═════ Source excerpt ═════

My Take on the GOP Secretary of State Race


AllOnGeorgia has not conducted on-camera interviews with candidates in this race, but I do know all of the candidates personally and have known them all since well before they decided to seek statewide office.

The race itself is an anomaly and somewhat of a popularity contest. The office, which is charges with handling our state’s elections and state licensing, but most people don’t know that unless they’ve had some specific interaction with the office or have read some headline about some goings on. The office has been held by Brian Kemp since 2010, but he will be leaving office as he is running for Governor.

As Republicans, the candidates are – by and large – saying the same thing.They’ve all held various levels of political office before, but none long enough to classify as ‘career politicians.’ Three of the four candidates have served in the Georgia legislature. It is, by far, the most difficult race to distinguish platforms.

David Belle Isle

Attorney, Former Mayor of Alpharetta
Visit his website

David Belle Isle served as a Alpharetta City Councilman before he decided to run for the State Senate in Georgia’s 56th district in 2010. I met him during that election, where he was defeated in a three-way primary and I worked on his mayoral election campaign when he ran successfully in 2011. He served as the Mayor of Alpharetta – my hometown – until April 2018, when he resigned his seat to officially run for Secretary of State. He and his wife, Candice, have a son and a daughter.

ISSUES: His platform, according to his website, focuses on ‘Defeating Voter Fraud and Championing Georgia Jobs.’ He says defeating voter fraud is the number one priority for the office and will require photo IDs be provided with absentee ballots. Additionally, Belle Isle says he’ll implement the Proof of Citizenship Act, which ensures only U.S. citizens vote in elections. For businesses, Belle Isle says he wants Georgia to be the easiest place to start and grow a business. He’s relying on the growth and job creating in the city of Alpharetta during his tenure as a template for the state in terms of a business-friendly environment.

FUNDRAISING: As of the March 31, 2018 filing deadline, Belle Isle had raised $459,715.00 and spent $265,659.14. His campaign donations are, understandably, heavy in the Alpharetta area and from developers in the region. The majority of his donations were over $1,000. His expenditures are mostly campaign consulting, advertising, mailers, and credit card processing fees.

PROS: I know David Belle Isle to be an honest man and I know the decisions he makes are rooted in what he believes. He has been the underdog in an election before (in both the Senate race and the mayoral race) and he prevailed through extremely hard work in the mayoral election with the support of grassroots folks in the community. He knows how to build a network.

CONS: Though he has run for more offices than anyone else in the state, the only record we can look to to learn who he is as an elected official is tailored in Alpharetta. I have concerns with his governance being exclusive to an area of the state that does no resemble most other places in Georgia. Additionally, the City of Alpharetta came under fire in the past 18 months for issues over transparency and whether or not the city was following its own ordinances.

Buzz Brockway

State Representative (Gwinnett) & Small business owner
Visit his website

Buzz was active in his local Republican Party for years before he ran for office in 2010 and won. He served the 102nd district, which encompasses much of Gwinnett county. He and his wife, Christa, have 3 daughters, Elizabeth Hope, Grace Kathryn and Emily Joy.

═════ Listing ═════

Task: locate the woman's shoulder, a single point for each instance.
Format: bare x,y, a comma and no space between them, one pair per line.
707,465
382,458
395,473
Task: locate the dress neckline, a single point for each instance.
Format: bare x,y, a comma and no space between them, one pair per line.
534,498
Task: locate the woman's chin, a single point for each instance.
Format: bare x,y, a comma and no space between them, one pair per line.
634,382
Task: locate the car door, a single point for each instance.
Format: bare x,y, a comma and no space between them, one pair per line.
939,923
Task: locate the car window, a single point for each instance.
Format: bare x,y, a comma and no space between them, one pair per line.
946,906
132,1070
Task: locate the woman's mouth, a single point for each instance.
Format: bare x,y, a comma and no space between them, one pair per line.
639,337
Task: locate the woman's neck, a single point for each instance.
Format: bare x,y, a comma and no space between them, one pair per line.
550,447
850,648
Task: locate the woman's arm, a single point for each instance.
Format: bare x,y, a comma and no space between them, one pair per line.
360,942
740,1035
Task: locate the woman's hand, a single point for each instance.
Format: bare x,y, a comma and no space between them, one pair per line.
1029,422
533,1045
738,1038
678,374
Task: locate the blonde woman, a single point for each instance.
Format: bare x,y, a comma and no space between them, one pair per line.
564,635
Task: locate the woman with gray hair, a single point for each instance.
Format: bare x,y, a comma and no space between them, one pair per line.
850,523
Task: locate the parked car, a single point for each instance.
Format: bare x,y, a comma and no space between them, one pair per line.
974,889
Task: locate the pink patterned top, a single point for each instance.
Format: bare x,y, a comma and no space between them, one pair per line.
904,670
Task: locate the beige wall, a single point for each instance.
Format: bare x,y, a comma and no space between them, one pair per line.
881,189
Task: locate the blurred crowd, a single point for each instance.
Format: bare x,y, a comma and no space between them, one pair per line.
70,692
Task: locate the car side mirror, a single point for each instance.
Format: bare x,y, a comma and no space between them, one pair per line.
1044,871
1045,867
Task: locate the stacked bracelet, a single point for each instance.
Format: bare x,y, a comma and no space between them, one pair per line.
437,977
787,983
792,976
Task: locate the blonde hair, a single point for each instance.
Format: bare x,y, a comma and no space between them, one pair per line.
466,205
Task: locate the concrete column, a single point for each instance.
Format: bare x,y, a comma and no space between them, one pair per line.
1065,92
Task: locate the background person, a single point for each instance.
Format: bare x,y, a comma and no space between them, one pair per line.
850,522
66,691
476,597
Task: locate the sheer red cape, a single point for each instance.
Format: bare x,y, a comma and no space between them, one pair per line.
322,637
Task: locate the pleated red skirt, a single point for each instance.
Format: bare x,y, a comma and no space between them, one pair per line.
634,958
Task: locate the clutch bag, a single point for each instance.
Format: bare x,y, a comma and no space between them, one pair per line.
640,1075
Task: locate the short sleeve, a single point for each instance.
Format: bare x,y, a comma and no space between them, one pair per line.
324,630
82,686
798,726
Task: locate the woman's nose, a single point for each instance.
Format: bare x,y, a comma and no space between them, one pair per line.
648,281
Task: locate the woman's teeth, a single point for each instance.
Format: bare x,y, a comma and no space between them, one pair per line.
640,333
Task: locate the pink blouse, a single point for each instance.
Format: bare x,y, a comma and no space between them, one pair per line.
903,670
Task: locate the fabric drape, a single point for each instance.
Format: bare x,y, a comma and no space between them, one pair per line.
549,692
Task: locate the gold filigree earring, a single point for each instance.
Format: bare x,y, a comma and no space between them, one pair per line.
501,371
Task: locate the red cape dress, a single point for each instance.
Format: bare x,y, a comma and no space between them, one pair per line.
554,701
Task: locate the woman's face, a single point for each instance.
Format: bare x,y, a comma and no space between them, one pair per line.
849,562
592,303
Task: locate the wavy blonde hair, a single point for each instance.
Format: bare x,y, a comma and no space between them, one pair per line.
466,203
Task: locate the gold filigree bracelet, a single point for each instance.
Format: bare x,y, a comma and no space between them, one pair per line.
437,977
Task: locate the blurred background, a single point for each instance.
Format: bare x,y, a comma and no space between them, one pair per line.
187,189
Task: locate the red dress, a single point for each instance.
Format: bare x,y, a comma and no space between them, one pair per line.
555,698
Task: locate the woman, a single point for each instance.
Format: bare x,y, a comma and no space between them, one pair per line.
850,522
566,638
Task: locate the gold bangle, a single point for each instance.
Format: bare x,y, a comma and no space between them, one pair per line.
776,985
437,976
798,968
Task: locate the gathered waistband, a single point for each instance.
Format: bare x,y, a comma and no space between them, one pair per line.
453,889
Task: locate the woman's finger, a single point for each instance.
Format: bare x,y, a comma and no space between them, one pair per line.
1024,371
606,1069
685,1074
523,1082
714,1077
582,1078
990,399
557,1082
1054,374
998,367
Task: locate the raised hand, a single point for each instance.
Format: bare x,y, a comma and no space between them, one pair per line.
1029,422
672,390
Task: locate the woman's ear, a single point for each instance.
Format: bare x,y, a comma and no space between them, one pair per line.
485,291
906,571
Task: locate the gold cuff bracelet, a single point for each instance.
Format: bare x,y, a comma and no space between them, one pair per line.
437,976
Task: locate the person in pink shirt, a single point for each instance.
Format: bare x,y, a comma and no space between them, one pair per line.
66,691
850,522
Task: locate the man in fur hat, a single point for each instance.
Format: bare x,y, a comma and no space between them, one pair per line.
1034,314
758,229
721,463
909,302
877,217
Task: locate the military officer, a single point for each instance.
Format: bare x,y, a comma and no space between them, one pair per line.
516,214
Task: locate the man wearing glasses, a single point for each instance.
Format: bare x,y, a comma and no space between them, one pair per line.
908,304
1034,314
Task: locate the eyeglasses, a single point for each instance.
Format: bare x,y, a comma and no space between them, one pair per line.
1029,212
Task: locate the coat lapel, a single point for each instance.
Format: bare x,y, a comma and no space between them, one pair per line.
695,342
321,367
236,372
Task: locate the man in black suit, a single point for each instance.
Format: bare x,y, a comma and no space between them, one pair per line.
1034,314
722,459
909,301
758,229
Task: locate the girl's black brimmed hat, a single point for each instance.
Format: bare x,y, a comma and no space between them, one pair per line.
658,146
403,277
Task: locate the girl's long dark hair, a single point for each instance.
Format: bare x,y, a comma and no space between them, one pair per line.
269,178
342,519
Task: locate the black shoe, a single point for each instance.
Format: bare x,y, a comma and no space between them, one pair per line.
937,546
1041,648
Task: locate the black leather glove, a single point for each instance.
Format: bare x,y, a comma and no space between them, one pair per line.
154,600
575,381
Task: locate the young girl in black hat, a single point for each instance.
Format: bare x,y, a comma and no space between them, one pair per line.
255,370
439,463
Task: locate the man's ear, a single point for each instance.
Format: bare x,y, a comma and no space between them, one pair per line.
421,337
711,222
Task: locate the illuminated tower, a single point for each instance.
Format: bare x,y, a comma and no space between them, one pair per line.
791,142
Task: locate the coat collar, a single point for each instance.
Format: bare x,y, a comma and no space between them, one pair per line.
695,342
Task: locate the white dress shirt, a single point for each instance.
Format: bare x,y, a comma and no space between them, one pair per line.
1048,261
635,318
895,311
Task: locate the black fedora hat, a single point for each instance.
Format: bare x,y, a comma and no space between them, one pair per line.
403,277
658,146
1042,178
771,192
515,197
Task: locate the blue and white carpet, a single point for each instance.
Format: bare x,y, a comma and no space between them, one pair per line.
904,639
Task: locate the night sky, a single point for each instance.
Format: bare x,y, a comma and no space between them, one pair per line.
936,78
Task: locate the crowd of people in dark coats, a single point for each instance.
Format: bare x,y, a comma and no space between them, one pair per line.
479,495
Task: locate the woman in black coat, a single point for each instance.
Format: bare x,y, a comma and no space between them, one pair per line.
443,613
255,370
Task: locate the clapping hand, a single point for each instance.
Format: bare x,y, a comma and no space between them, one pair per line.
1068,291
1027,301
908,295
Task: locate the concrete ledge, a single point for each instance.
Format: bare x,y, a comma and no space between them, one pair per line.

═════

# Work to do:
a) How much money had Belle Isle raised as of the March 31, 2018 filing deadline, according to the Secretary of State race piece?
b) Pick up the Secretary of State race piece after its final sentence and carry it forward.
The items are unrelated to the Secretary of State race piece.

# Responses:
a) $459,715.00

b)
While he was in the legislature legislature in 2010, he has worked on legislation to fight human trafficking, reform election law, protect student data privacy, and allow college students to protect themselves with stun guns on campus. Of the candidates running, it is my opinion that he has the most conservative and limited government voting record. Even as a no-voter and someone who stood against the political game in the House, he was well-respected enough to earn the endorsement of more than 70 of his elected colleagues.

ISSUES: Brockway has committed to serve as SOS and says his decision to seek the office was rooted in service, not political expediency or a less crowded field, per his social media account. He plans to lead the effort to purchase new voting machines, move to an instant runoff system (eliminating the two month runoff period we have now), and to purge the database of Social Security numbers in the interest of securing data. With regard to licensing, Brockway has pledged to enforce the Georgia Occupational Regulation Review Council’s duty to periodically review licensing practices for occupations, a practice that has not been done in recent years.

FUNDRAISING: As of the March 31 deadline, Buzz had raised $124,305.79 and spent $87,599.60. His campaign donations have been from other lawmakers and those in his Gwinnett community. He has spent the majority of his money on consulting, yard signs, and grassroots campaign staffers.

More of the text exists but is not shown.